(Items from a labeling collection)
==================================================
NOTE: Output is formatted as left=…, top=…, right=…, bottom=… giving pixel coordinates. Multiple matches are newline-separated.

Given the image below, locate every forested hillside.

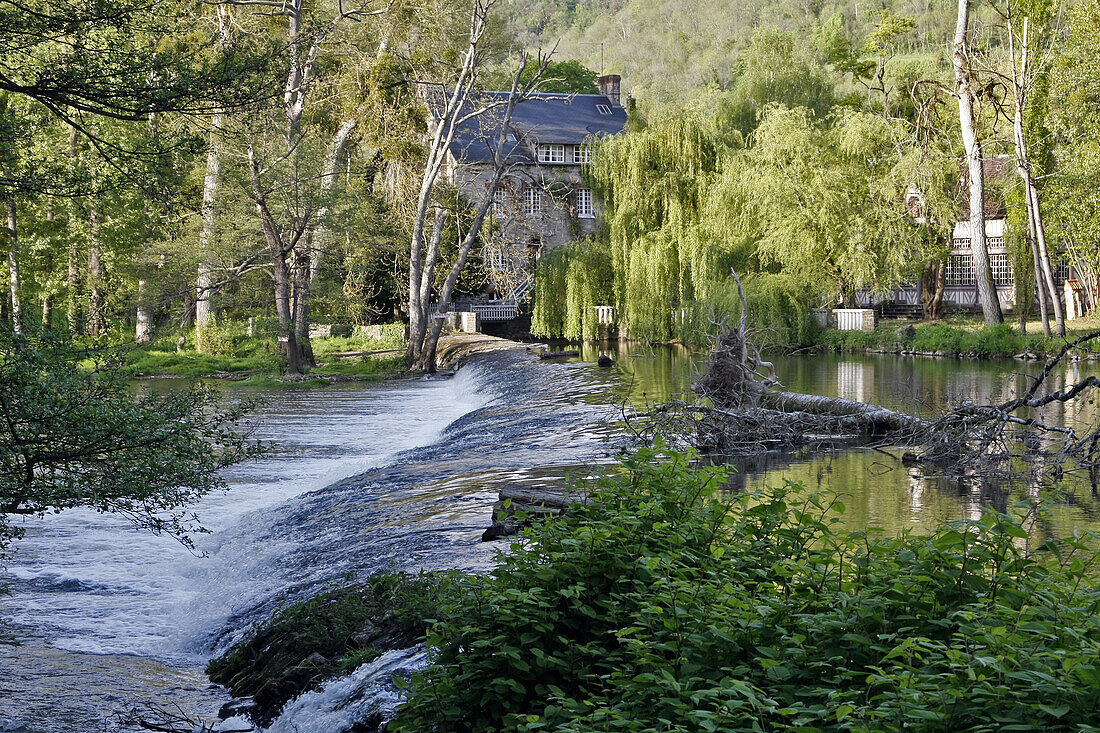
left=503, top=0, right=968, bottom=102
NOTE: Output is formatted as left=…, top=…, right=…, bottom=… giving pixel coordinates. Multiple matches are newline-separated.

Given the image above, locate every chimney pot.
left=600, top=74, right=623, bottom=107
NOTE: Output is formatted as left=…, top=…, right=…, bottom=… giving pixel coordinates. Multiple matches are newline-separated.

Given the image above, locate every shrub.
left=393, top=442, right=1100, bottom=733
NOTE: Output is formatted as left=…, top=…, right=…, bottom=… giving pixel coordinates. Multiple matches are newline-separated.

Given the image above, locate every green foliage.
left=531, top=241, right=612, bottom=339
left=123, top=318, right=405, bottom=376
left=1046, top=0, right=1100, bottom=276
left=207, top=572, right=449, bottom=724
left=519, top=59, right=600, bottom=95
left=392, top=449, right=1100, bottom=733
left=679, top=273, right=821, bottom=349
left=912, top=324, right=1029, bottom=357
left=0, top=333, right=259, bottom=549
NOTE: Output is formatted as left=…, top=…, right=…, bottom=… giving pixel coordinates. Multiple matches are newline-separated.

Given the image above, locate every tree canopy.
left=0, top=333, right=259, bottom=548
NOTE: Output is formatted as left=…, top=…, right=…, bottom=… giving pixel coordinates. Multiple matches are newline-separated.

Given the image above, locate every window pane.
left=524, top=188, right=542, bottom=214
left=947, top=254, right=975, bottom=285
left=576, top=188, right=593, bottom=217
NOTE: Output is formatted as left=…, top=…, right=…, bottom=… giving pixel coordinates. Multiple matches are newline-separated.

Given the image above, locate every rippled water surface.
left=0, top=346, right=1100, bottom=733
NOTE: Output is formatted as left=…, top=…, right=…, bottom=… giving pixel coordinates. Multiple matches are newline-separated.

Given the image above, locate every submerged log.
left=759, top=390, right=930, bottom=435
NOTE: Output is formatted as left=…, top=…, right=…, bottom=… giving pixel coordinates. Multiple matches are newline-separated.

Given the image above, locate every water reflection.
left=554, top=343, right=1100, bottom=537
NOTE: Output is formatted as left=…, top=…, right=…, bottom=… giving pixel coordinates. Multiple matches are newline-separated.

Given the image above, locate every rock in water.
left=894, top=324, right=916, bottom=341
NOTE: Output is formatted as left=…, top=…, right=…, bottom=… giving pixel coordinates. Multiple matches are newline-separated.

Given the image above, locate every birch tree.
left=952, top=0, right=1004, bottom=325
left=406, top=0, right=549, bottom=372
left=1005, top=7, right=1066, bottom=336
left=220, top=0, right=386, bottom=373
left=195, top=6, right=233, bottom=351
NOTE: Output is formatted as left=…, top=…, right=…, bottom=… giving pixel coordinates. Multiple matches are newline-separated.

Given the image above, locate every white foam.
left=266, top=648, right=427, bottom=733
left=2, top=372, right=487, bottom=659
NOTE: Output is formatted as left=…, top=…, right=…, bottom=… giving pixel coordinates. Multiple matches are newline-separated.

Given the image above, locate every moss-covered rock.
left=207, top=572, right=449, bottom=725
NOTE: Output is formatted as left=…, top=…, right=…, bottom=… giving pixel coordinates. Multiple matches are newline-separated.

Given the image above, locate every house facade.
left=446, top=75, right=627, bottom=300
left=858, top=155, right=1074, bottom=315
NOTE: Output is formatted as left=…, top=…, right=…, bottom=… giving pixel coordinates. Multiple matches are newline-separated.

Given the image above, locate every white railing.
left=833, top=308, right=875, bottom=331
left=469, top=303, right=516, bottom=320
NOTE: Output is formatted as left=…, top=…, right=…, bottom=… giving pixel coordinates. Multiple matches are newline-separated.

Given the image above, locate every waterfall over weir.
left=0, top=352, right=622, bottom=733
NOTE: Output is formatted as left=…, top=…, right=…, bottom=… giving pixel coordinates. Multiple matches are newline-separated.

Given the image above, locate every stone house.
left=437, top=75, right=627, bottom=300
left=859, top=155, right=1074, bottom=316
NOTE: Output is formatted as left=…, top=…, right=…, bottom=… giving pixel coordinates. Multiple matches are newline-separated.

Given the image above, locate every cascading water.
left=0, top=353, right=618, bottom=733
left=0, top=346, right=1100, bottom=733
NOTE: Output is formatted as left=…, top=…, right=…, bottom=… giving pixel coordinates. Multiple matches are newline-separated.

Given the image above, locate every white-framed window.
left=576, top=188, right=596, bottom=219
left=989, top=253, right=1013, bottom=285
left=492, top=186, right=508, bottom=219
left=539, top=143, right=565, bottom=163
left=947, top=254, right=975, bottom=285
left=524, top=186, right=542, bottom=216
left=1052, top=259, right=1070, bottom=280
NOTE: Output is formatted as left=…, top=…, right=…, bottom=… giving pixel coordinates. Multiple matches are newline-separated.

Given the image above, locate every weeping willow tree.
left=532, top=109, right=739, bottom=340
left=714, top=106, right=941, bottom=307
left=534, top=99, right=946, bottom=341
left=531, top=241, right=612, bottom=340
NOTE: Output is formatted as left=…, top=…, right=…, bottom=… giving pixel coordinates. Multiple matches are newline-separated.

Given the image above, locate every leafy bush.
left=392, top=442, right=1100, bottom=733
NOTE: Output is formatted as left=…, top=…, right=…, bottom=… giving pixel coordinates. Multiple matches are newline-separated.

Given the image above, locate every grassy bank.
left=813, top=316, right=1100, bottom=358
left=125, top=322, right=405, bottom=386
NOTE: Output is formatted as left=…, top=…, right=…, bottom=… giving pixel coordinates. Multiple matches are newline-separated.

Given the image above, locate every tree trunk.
left=195, top=114, right=224, bottom=351
left=309, top=118, right=359, bottom=284
left=249, top=145, right=301, bottom=374
left=1009, top=19, right=1066, bottom=336
left=65, top=241, right=84, bottom=336
left=921, top=261, right=947, bottom=320
left=42, top=293, right=54, bottom=331
left=1016, top=232, right=1051, bottom=336
left=7, top=196, right=23, bottom=333
left=88, top=209, right=106, bottom=339
left=952, top=0, right=1004, bottom=325
left=292, top=254, right=317, bottom=367
left=760, top=390, right=927, bottom=433
left=134, top=280, right=153, bottom=343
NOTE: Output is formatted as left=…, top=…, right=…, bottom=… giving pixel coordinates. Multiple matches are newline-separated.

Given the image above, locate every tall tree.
left=1005, top=8, right=1066, bottom=336
left=952, top=0, right=1004, bottom=324
left=406, top=0, right=548, bottom=372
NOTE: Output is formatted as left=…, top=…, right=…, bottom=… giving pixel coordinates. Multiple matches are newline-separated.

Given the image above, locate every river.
left=0, top=346, right=1100, bottom=733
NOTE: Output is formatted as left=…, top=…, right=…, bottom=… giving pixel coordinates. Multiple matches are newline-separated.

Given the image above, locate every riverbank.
left=803, top=316, right=1100, bottom=360
left=123, top=333, right=528, bottom=387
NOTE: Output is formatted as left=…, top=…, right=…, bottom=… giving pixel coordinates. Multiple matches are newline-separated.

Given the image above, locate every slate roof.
left=440, top=91, right=626, bottom=164
left=959, top=155, right=1015, bottom=219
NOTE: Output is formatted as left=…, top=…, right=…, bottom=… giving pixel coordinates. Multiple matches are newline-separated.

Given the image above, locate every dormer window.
left=524, top=186, right=542, bottom=216
left=539, top=144, right=565, bottom=163
left=576, top=188, right=596, bottom=219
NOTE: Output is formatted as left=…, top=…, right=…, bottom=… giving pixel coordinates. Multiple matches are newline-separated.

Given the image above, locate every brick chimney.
left=590, top=74, right=623, bottom=107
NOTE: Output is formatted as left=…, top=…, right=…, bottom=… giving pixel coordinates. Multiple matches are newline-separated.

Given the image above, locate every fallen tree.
left=628, top=273, right=1100, bottom=478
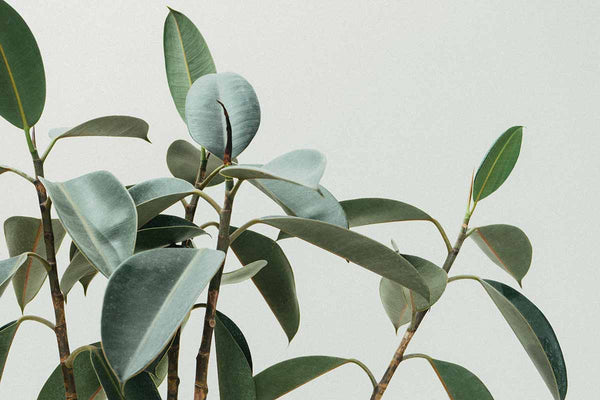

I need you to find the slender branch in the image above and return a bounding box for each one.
[371,211,471,400]
[194,179,235,400]
[25,130,77,400]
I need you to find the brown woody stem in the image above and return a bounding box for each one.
[371,211,471,400]
[26,148,77,400]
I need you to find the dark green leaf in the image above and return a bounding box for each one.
[167,140,236,186]
[101,249,224,382]
[469,225,532,285]
[215,313,256,400]
[185,72,260,159]
[42,171,137,277]
[340,198,431,228]
[255,217,430,299]
[163,8,217,120]
[478,279,567,400]
[231,227,300,341]
[220,149,326,190]
[0,0,46,129]
[4,217,66,311]
[473,126,523,202]
[129,178,196,226]
[254,356,372,400]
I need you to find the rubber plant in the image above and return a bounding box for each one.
[0,0,567,400]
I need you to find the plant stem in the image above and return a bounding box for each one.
[194,179,235,400]
[371,211,471,400]
[167,151,208,400]
[25,130,77,400]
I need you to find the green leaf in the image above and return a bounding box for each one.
[477,279,567,400]
[254,356,376,400]
[415,354,494,400]
[340,198,432,228]
[129,178,196,226]
[101,249,225,382]
[259,217,430,299]
[215,313,256,400]
[163,8,217,121]
[49,115,150,142]
[38,344,105,400]
[473,126,523,202]
[0,0,46,129]
[185,72,260,159]
[469,225,532,286]
[41,171,137,277]
[231,227,300,342]
[4,217,66,311]
[221,260,267,285]
[167,140,237,187]
[379,254,448,332]
[220,149,327,190]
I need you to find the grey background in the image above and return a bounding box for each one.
[0,0,600,400]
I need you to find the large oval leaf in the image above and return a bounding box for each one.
[413,354,494,400]
[254,356,376,400]
[255,217,430,299]
[215,313,256,400]
[0,0,46,129]
[340,198,432,228]
[101,249,225,382]
[469,225,532,285]
[167,140,235,186]
[231,227,300,341]
[42,171,137,277]
[129,178,196,226]
[185,72,260,159]
[473,126,523,202]
[478,279,567,400]
[221,149,327,190]
[4,217,66,311]
[163,8,217,121]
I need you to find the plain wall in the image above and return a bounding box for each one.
[0,0,600,400]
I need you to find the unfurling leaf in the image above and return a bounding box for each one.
[163,8,217,119]
[42,171,137,277]
[0,0,46,129]
[4,217,66,311]
[101,249,225,383]
[469,225,532,285]
[231,227,300,341]
[473,126,523,202]
[221,149,327,190]
[185,72,260,160]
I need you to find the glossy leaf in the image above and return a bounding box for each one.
[129,178,196,226]
[42,171,137,277]
[221,260,267,285]
[221,149,327,190]
[215,313,256,400]
[254,356,376,400]
[163,8,217,119]
[185,72,260,159]
[167,140,236,187]
[0,0,46,129]
[469,225,532,285]
[478,279,567,400]
[37,344,105,400]
[101,249,224,382]
[255,217,430,299]
[231,227,300,341]
[410,354,494,400]
[379,254,448,332]
[4,217,66,311]
[340,198,431,228]
[473,126,523,202]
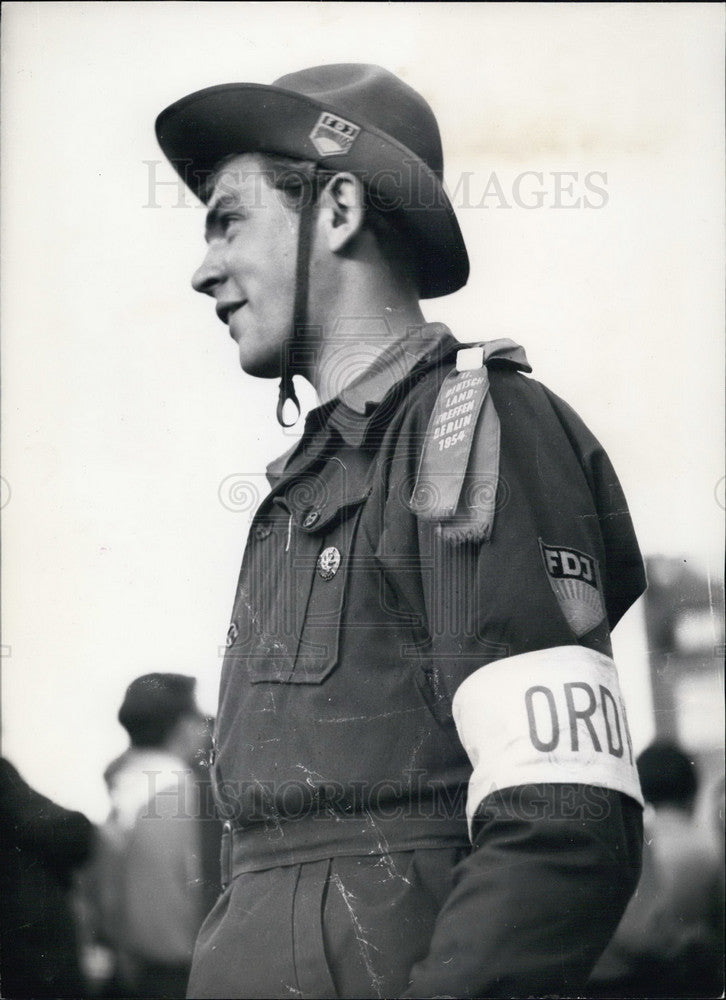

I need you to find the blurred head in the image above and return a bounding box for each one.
[118,673,205,759]
[637,742,698,810]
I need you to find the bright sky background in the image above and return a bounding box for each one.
[2,2,725,819]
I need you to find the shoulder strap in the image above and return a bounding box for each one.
[410,339,532,542]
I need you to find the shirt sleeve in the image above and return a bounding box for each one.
[407,371,645,997]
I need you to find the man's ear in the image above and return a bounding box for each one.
[320,173,365,253]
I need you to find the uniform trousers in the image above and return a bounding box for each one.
[187,847,469,1000]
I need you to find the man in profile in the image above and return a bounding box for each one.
[157,64,644,998]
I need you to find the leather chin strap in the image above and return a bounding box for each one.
[277,166,316,427]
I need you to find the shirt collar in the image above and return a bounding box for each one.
[267,323,461,484]
[329,323,458,447]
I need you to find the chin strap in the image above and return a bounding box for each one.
[277,166,317,427]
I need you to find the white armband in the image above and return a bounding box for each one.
[452,646,643,832]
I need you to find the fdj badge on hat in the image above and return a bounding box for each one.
[310,111,360,156]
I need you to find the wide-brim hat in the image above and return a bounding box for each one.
[156,63,469,298]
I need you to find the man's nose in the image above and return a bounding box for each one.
[192,244,222,295]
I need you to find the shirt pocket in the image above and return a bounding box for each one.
[288,489,370,684]
[226,466,370,684]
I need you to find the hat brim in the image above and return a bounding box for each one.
[156,83,469,298]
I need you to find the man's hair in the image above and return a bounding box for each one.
[637,742,698,808]
[118,674,198,747]
[202,152,420,288]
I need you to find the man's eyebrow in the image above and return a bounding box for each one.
[204,191,252,241]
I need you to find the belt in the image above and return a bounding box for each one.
[221,812,470,888]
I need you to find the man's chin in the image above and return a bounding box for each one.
[239,350,280,378]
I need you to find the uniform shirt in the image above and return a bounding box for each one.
[214,324,644,996]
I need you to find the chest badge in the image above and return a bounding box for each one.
[224,622,239,649]
[318,545,340,580]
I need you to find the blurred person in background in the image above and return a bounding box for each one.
[0,758,94,1000]
[588,742,723,997]
[95,673,219,1000]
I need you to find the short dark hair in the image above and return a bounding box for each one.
[637,741,698,807]
[202,152,421,290]
[118,674,198,747]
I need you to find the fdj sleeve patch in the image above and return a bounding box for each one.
[453,646,643,830]
[539,538,605,639]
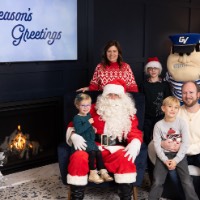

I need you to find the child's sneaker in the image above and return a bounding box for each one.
[100,169,113,182]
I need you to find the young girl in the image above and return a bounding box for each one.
[73,93,113,183]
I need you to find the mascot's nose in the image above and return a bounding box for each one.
[178,53,190,63]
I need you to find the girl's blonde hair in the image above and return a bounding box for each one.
[74,93,92,108]
[162,96,180,106]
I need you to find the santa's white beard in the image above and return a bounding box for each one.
[96,95,136,141]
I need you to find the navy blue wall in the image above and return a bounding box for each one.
[0,0,200,141]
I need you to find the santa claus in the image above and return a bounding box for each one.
[66,80,142,200]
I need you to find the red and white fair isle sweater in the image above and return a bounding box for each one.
[89,62,138,92]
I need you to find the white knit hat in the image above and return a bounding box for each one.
[102,79,126,96]
[144,57,162,74]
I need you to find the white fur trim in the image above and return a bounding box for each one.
[102,84,125,96]
[144,61,162,74]
[104,146,124,153]
[66,127,75,146]
[67,174,88,185]
[114,173,137,183]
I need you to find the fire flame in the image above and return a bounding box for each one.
[13,133,26,150]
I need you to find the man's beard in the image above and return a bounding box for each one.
[96,96,136,141]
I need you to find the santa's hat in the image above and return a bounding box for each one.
[144,57,162,74]
[102,79,126,96]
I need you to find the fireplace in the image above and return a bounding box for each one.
[0,97,63,174]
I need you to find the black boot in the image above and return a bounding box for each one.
[70,185,85,200]
[118,183,133,200]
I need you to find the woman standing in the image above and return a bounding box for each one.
[77,40,138,92]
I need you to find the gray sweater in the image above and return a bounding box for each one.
[153,117,189,164]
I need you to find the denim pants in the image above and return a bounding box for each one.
[149,153,199,200]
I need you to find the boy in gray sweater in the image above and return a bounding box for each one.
[149,96,198,200]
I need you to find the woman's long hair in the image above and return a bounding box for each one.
[101,40,123,67]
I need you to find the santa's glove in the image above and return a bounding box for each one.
[124,139,141,163]
[71,133,87,151]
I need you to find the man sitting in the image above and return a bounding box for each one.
[67,80,142,200]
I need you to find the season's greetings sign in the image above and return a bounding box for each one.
[0,0,77,62]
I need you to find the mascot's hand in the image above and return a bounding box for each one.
[124,139,141,163]
[71,133,87,151]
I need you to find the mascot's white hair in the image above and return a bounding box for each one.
[96,93,137,141]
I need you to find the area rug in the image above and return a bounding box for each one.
[0,163,152,200]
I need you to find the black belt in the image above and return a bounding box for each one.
[95,134,126,146]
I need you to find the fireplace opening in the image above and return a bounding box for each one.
[0,97,63,175]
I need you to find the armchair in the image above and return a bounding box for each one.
[57,92,147,200]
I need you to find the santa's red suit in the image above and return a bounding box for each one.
[67,105,142,185]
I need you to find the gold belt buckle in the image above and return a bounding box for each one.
[101,134,109,146]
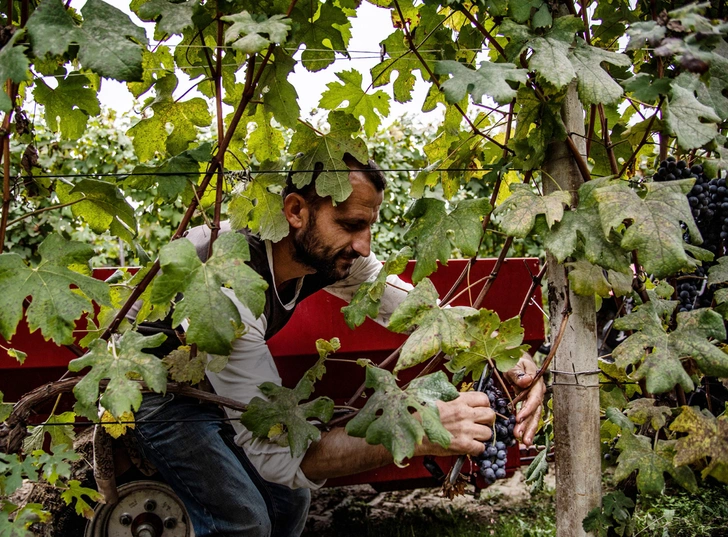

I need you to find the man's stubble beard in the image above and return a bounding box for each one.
[292,211,360,283]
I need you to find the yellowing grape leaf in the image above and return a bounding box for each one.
[493,184,571,238]
[346,366,458,467]
[0,234,111,345]
[435,60,528,104]
[319,69,389,136]
[594,180,702,278]
[289,112,369,203]
[388,278,477,373]
[68,331,167,421]
[341,246,412,330]
[404,198,490,283]
[151,233,268,356]
[240,356,338,457]
[670,406,728,483]
[614,429,698,495]
[448,308,528,378]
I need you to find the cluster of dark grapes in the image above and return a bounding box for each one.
[473,378,516,485]
[652,157,728,312]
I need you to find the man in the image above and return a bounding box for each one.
[135,156,543,537]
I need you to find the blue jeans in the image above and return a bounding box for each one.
[134,393,311,537]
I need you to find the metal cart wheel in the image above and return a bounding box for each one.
[84,481,195,537]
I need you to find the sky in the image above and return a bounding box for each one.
[82,0,427,120]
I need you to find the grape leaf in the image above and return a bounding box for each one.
[388,278,476,373]
[33,444,81,485]
[569,38,632,106]
[665,83,721,149]
[404,198,490,283]
[220,11,291,54]
[448,308,528,378]
[622,73,670,103]
[61,479,103,519]
[435,60,528,104]
[162,345,207,384]
[289,110,369,203]
[68,331,167,421]
[319,69,389,136]
[33,72,101,140]
[127,74,212,162]
[151,233,268,356]
[0,234,111,345]
[594,179,702,278]
[341,246,412,330]
[346,366,458,467]
[132,0,201,35]
[228,173,289,242]
[612,300,728,393]
[624,399,672,431]
[290,2,351,72]
[240,358,334,457]
[0,30,30,112]
[614,429,697,495]
[670,406,728,482]
[56,179,136,243]
[493,183,571,238]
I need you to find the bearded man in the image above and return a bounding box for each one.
[135,155,545,537]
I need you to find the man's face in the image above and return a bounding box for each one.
[293,171,382,282]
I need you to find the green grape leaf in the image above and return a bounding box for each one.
[127,73,212,162]
[257,50,301,129]
[134,0,201,35]
[0,30,30,112]
[664,83,721,149]
[569,39,632,106]
[56,179,136,243]
[151,233,268,356]
[614,430,697,495]
[371,29,415,103]
[435,60,528,104]
[670,406,728,482]
[448,308,528,378]
[341,246,412,330]
[622,73,670,103]
[61,479,103,520]
[75,0,147,82]
[388,278,476,373]
[240,362,334,457]
[289,110,369,203]
[627,21,667,51]
[228,173,289,242]
[162,345,208,384]
[220,11,291,54]
[319,69,389,136]
[624,399,672,431]
[708,257,728,285]
[594,179,702,278]
[493,183,571,238]
[33,444,81,485]
[33,72,101,140]
[0,234,111,345]
[0,392,13,423]
[290,2,351,72]
[346,366,458,467]
[68,331,167,421]
[404,198,490,283]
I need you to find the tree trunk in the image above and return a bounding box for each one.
[543,84,602,537]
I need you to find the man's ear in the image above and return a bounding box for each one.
[283,192,311,229]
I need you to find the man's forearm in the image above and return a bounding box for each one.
[301,428,392,481]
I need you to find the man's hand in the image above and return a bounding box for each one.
[415,392,495,456]
[505,354,546,446]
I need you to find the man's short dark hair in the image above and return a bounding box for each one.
[281,153,387,207]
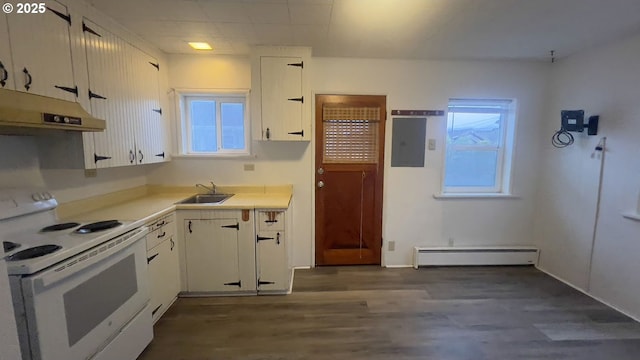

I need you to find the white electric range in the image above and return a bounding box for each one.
[0,189,153,360]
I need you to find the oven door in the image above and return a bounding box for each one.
[22,228,151,360]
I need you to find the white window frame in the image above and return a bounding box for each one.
[441,98,516,197]
[175,89,251,158]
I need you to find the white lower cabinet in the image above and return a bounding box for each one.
[186,219,248,292]
[179,210,291,296]
[147,214,180,323]
[256,231,289,292]
[256,209,291,293]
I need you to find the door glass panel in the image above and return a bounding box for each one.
[322,107,380,164]
[63,254,138,347]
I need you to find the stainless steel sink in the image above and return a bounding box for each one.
[178,194,233,204]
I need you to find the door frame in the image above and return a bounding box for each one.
[311,91,389,268]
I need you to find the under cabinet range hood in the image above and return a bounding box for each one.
[0,89,105,132]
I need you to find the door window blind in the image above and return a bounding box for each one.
[322,107,380,164]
==================================================
Exercise details: Reproduce the data above character for character, starting at the line that contains "I need you to find the brown" and ending at the line that contains "[0,0,567,400]". Include both of those lines.

Full response:
I need you to find the brown woody stem in the image above and return a bounding box for each one.
[371,211,471,400]
[26,148,77,400]
I need you to find the dark green leaf in the image above and return a bounding box for each one.
[167,140,236,186]
[101,249,224,382]
[469,225,532,285]
[215,313,256,400]
[185,72,260,159]
[42,171,137,277]
[340,198,431,228]
[255,217,430,299]
[163,8,217,120]
[478,279,567,400]
[231,227,300,341]
[220,149,326,190]
[0,0,46,129]
[4,217,66,311]
[473,126,523,202]
[129,178,196,226]
[254,356,372,400]
I need you to find the rubber plant in the image above and return a bounding box for each one.
[0,0,567,400]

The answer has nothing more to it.